**YOUR ASSIGNMENT:**
Set each line of the records down again exactly, please.

────────────────

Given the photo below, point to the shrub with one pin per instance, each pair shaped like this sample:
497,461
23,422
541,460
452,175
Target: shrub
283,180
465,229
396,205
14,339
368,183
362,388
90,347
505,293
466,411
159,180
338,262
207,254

────────────────

**RESULT FOR THIS TASK:**
Given the photo below, point to the shrub with one pin per instance, each pair shaped like this sample:
497,461
23,422
541,460
452,175
Target: shrub
283,180
465,229
396,205
14,339
368,183
362,388
90,347
505,293
466,411
159,180
338,262
207,254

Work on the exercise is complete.